=== SUPPLIED TEXT ===
[start]
24.       Therefore, the Appeals Chamber will not consider all issues of general significance.  Indeed, the issues raised must be of interest to legal practice of the Tribunal and must have a nexus with the case at hand.

25.       In the case at bar, issues raised by the Prosecution concern, in the main: firstly, the application by the Trial Chamber of the “ ‘public agent or Government representative test’ to determine persons who may be held responsible for serious violations of Article 3 and Additional Protocol II thereto”;[33] secondly, the requirement to prove a discriminatory intent for a crime stipulated under Article 3 of the Statute to be defined as a crime against humanity; thirdly, the requirement that instigation as provided under Article 6(1) of the Statute be direct and public.

26.       The Prosecution explains why, in its submission, all issues raised are “of general significance to the Tribunal’s jurisprudence and practice”.[34] With respect to the second issue, in particular, it submit that “crimes against humanity under Article 3 of the Statute are alleged in all of the indictments currently issued by ICTR.  There is a possibility (and the Prosecution would submit, danger) that the Trial Chamber’s conclusions regarding the requirements of murder as a crime against humanity may be extended to the other enumerated crimes in Article 3 of the Statute.  Clarification of the requirements of Article 3 is, therefore, timely and will provide guidance to Trial Chambers and the parties in future cases”[35]  Regarding the third issue, the Prosecution submits that “As instigation under Article 6(1) is one of the pillars of individual criminal responsibility under the Statute, [it is submitted] that clarification of this issue by the Appeals Chamber would be of benefit to Trial Chambers and the parties in future cases”.[36]

27.       The Appeals Chamber is satisfied by the Prosecution’s arguments and finds that the issues raised in the instant case, do meet the above-mentioned admissibility requirements. Indeed, all the issues raised relate to the legal definition of certain offences covered in the Statute and as such go to the jurisdiction ratione materiae of the Tribunal.  Therefore they relate to the legal practice of the Tribunal.  Moreover, all the issues have a nexus with the case before the Trial Chamber.  Indeed, they all concern the constituent elements adopted by the Trial Chamber in its interpretation of Articles 3, 4 and 6 of the Statute.[37]

28.       For all the foregoing reasons, the Appeals Chamber shall address the four grounds of appeal raised by the Prosecutor.

B    Preliminary issues relating to Akayesu’s Appeal

1.         Akayesu’s strategy

29.       Akayesu’s strategy in his appeal has been to somehow call into question the entirety of the trial proceedings.  To this end, he has adopted the following approach:

30.       Firstly, the Appeals Chamber observes that Akayesu has attempted to establish some hierarchy among his grounds of appeal making his first alleged denial by the Tribunal of Counsel of his own choosing and second  (alleged denial of assistance by competent counsel) grounds of Appeal the linchpin of his entire case. Thus, he alleges that the Tribunal denied him the right to be assisted by Counsel of his own choosing and that, on the other hand, Counsel assigned to him by the Registry were incompetent.  Regarding the alleged incompetence of his Counsel, Akayesu submits that, in general, the latter failed to afford him a proper defence and raises, in this respect, several of his other grounds of appeal.  The Appeals Chamber observes, in particular, that whenever Akayesu has alleged on appeal that the Trial Chamber committed an error of law or of fact, he has attributed his failure to react before the Trial Chamber to the incompetence of his Counsel at the time .[38]   Consequently, in the opinion of the Appeals Chamber following such an approach, the first two grounds of appeal thus govern all the others (which mainly concern proceedings before the Trial Chamber).
[end]
=== EXERCISE TASK A ===
Repeat word for word the part of the appeal ruling between "25.       In the" and "direct and public.", inclusive.
The appeal ruling has nothing to do with the rows that follow it.

=== MATERIAL SUPPLIED ===
[start]
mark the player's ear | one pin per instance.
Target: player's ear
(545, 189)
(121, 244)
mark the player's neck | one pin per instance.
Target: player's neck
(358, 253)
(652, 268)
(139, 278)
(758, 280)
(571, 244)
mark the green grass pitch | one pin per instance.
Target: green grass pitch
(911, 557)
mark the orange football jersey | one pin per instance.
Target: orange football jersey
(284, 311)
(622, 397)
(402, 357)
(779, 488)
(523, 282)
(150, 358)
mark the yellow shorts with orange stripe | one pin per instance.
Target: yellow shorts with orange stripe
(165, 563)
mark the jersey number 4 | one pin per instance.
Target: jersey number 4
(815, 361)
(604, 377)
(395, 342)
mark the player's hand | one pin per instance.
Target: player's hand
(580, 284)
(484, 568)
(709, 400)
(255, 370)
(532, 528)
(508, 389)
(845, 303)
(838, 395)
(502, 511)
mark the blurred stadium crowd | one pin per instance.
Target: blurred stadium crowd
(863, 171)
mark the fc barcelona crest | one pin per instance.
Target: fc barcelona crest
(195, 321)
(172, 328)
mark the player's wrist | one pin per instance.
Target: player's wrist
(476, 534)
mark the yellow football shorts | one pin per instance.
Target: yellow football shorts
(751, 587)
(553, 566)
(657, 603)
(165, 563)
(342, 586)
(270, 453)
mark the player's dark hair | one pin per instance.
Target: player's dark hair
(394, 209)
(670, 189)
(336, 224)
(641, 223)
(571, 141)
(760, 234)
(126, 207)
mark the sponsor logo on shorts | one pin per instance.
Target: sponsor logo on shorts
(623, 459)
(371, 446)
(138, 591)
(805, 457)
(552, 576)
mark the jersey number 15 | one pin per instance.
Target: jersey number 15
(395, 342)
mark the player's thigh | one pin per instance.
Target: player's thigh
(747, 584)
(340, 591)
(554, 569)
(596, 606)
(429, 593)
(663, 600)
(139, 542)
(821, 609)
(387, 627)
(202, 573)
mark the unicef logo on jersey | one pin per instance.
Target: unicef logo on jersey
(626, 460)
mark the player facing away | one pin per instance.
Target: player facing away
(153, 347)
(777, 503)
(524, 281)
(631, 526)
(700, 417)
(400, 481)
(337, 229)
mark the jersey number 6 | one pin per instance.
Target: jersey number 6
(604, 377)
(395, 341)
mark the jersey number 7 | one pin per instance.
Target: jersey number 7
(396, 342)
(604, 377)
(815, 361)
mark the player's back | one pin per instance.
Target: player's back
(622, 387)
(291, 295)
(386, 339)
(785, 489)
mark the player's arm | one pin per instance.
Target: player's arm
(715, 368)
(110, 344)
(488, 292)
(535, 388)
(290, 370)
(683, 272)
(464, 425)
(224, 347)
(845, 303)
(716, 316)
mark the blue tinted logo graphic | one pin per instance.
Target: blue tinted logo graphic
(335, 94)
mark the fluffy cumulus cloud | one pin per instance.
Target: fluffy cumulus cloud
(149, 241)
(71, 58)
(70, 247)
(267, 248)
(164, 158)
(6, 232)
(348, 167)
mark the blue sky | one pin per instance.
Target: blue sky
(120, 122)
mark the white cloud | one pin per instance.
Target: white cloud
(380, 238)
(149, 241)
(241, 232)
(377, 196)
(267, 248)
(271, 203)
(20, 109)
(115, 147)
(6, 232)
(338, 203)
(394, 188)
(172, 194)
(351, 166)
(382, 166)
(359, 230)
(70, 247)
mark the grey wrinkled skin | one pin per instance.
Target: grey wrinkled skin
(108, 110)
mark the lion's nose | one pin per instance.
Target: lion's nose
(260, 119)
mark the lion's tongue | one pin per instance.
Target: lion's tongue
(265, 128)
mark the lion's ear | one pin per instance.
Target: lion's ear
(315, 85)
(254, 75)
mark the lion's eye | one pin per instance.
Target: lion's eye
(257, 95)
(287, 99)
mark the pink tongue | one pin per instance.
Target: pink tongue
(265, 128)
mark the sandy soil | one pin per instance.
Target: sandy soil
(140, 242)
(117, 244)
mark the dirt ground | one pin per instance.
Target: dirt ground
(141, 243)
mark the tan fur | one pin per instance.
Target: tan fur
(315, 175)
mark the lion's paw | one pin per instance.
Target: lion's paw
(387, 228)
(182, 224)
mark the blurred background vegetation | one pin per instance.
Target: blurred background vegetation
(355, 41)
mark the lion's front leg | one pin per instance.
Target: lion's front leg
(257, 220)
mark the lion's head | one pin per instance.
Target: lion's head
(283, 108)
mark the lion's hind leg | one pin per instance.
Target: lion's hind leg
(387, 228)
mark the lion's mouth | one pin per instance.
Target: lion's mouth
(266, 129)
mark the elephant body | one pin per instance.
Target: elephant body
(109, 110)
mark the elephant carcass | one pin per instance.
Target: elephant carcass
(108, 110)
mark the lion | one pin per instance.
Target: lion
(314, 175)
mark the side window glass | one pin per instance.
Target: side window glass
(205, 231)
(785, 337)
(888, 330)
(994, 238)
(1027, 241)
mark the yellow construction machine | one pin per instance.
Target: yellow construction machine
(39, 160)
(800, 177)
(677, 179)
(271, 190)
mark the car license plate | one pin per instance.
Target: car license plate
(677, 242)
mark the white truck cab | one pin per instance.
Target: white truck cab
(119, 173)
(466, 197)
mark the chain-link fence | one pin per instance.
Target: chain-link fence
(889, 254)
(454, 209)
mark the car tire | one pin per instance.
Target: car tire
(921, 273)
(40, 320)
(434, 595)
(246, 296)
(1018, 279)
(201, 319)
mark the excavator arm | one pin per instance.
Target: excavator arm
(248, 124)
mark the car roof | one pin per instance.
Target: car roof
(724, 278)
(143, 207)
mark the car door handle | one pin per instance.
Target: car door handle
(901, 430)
[end]
=== EXERCISE TASK B ===
Scale the coordinates in the answers by 2.5, rounding each to a whole number with halves going up, for the rows from the line holding "mark the car tire | one pin per instance." through the end of the rows, inclusive. Write out only those lines, with the requests kept in.

=== WRITTEN SOLUTION A ===
25.       In the case at bar, issues raised by the Prosecution concern, in the main: firstly, the application by the Trial Chamber of the “ ‘public agent or Government representative test’ to determine persons who may be held responsible for serious violations of Article 3 and Additional Protocol II thereto”;[33] secondly, the requirement to prove a discriminatory intent for a crime stipulated under Article 3 of the Statute to be defined as a crime against humanity; thirdly, the requirement that instigation as provided under Article 6(1) of the Statute be direct and public.

=== WRITTEN SOLUTION B ===
mark the car tire | one pin per instance.
Target: car tire
(2303, 683)
(100, 800)
(1085, 1488)
(615, 740)
(2545, 698)
(503, 798)
mark the excavator arm | one pin per instance.
Target: excavator arm
(620, 310)
mark the car roof | one pin per instance.
Target: car roof
(1810, 695)
(358, 518)
mark the car door handle | one pin per instance.
Target: car door handle
(2253, 1075)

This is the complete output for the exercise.